◆ QUÉ SE PIDE ◆
Convierte todas estas líneas en una tabla Markdown con dos columnas, «Fila» para el número de fila y «Línea» para el texto de cada una. Deja fuera las líneas en blanco.

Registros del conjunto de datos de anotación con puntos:
☆ ☆ ☆ ☆ ☆
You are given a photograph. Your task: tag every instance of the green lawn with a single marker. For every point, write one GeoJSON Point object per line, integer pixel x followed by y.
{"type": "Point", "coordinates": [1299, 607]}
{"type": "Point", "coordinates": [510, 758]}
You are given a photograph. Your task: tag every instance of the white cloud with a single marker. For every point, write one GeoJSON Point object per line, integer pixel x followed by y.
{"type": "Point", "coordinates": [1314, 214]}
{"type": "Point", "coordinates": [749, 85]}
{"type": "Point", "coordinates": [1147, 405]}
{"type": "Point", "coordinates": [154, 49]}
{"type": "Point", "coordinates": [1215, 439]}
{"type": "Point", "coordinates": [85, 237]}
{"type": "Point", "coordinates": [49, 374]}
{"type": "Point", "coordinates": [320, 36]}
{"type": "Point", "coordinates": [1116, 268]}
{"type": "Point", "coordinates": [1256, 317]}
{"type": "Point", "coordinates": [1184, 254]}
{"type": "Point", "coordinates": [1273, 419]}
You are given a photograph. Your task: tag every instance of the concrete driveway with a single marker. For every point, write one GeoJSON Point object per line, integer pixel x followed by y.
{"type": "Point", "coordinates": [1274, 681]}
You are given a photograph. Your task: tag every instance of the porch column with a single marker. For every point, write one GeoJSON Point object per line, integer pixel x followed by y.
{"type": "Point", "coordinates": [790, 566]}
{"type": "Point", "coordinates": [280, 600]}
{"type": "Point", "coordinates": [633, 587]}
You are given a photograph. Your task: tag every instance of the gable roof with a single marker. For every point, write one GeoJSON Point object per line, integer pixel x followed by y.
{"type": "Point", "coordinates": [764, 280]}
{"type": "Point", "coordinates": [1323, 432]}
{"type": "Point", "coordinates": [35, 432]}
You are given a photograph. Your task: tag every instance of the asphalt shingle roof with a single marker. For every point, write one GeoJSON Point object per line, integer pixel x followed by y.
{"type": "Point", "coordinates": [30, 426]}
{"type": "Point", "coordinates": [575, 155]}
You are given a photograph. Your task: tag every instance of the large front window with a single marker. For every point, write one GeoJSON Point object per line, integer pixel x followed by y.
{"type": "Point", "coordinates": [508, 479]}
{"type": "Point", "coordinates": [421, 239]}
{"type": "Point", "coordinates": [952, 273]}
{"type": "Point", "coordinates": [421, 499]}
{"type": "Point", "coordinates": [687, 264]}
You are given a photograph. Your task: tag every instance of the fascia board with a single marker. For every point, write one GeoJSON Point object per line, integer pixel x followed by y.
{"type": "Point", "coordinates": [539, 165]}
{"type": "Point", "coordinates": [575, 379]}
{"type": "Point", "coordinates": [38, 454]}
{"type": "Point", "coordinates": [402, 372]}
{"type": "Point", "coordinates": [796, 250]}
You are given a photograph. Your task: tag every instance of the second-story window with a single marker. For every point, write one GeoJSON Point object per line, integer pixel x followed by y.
☆ ☆ ☆ ☆ ☆
◆ EJERCICIO RESUELTO ◆
| Fila | Línea |
|---|---|
| 1 | You are given a photograph. Your task: tag every instance of the green lawn with a single marker. For every point, write one GeoJSON Point object per line, integer pixel x followed by y. |
| 2 | {"type": "Point", "coordinates": [1299, 607]} |
| 3 | {"type": "Point", "coordinates": [510, 758]} |
| 4 | You are given a photograph. Your task: tag every instance of the white cloud with a single marker. For every point, write one GeoJSON Point object per line, integer pixel x followed by y. |
| 5 | {"type": "Point", "coordinates": [1314, 214]} |
| 6 | {"type": "Point", "coordinates": [749, 85]} |
| 7 | {"type": "Point", "coordinates": [1147, 405]} |
| 8 | {"type": "Point", "coordinates": [154, 49]} |
| 9 | {"type": "Point", "coordinates": [1215, 439]} |
| 10 | {"type": "Point", "coordinates": [85, 237]} |
| 11 | {"type": "Point", "coordinates": [49, 374]} |
| 12 | {"type": "Point", "coordinates": [320, 36]} |
| 13 | {"type": "Point", "coordinates": [1116, 268]} |
| 14 | {"type": "Point", "coordinates": [1256, 317]} |
| 15 | {"type": "Point", "coordinates": [1184, 254]} |
| 16 | {"type": "Point", "coordinates": [1273, 419]} |
| 17 | You are given a photograph. Your task: tag every instance of the concrete driveway with a single marker. For every point, write one GeoJSON Point object per line, integer pixel x followed by y. |
| 18 | {"type": "Point", "coordinates": [1274, 681]} |
| 19 | You are given a photograph. Your task: tag every instance of the porch column with a single marker. For every point, write one GeoJSON Point object per line, integer pixel x followed by y. |
| 20 | {"type": "Point", "coordinates": [790, 566]} |
| 21 | {"type": "Point", "coordinates": [280, 600]} |
| 22 | {"type": "Point", "coordinates": [633, 587]} |
| 23 | You are given a photograph. Your task: tag every instance of the gable roof with a single marker. For every point, write one GeoJSON Point object per line, integer pixel x followed by y. |
| 24 | {"type": "Point", "coordinates": [764, 280]} |
| 25 | {"type": "Point", "coordinates": [1323, 432]} |
| 26 | {"type": "Point", "coordinates": [35, 432]} |
| 27 | You are given a photograph. Your task: tag every instance of the asphalt shingle roof with a single marker. For every point, write one GeoJSON Point object per line, integer pixel x followed by y. |
| 28 | {"type": "Point", "coordinates": [30, 426]} |
| 29 | {"type": "Point", "coordinates": [575, 155]} |
| 30 | You are given a photograph. Your task: tag every instance of the large front window with a single marker. For every point, write one GeoJSON Point object per line, integer pixel x followed by y. |
| 31 | {"type": "Point", "coordinates": [508, 479]} |
| 32 | {"type": "Point", "coordinates": [421, 239]} |
| 33 | {"type": "Point", "coordinates": [952, 273]} |
| 34 | {"type": "Point", "coordinates": [421, 499]} |
| 35 | {"type": "Point", "coordinates": [687, 264]} |
| 36 | You are given a photograph. Your task: tag every instance of the fascia board with a single marker. For every point, write one GeoJSON Point object per line, integer pixel x followed by y. |
| 37 | {"type": "Point", "coordinates": [539, 165]} |
| 38 | {"type": "Point", "coordinates": [575, 379]} |
| 39 | {"type": "Point", "coordinates": [38, 454]} |
| 40 | {"type": "Point", "coordinates": [402, 372]} |
| 41 | {"type": "Point", "coordinates": [796, 250]} |
| 42 | You are given a photograph. Your task: tag every instance of the second-story window with a single marker. For every point, write one GeoJSON Point object per line, integer pixel x followed by y. |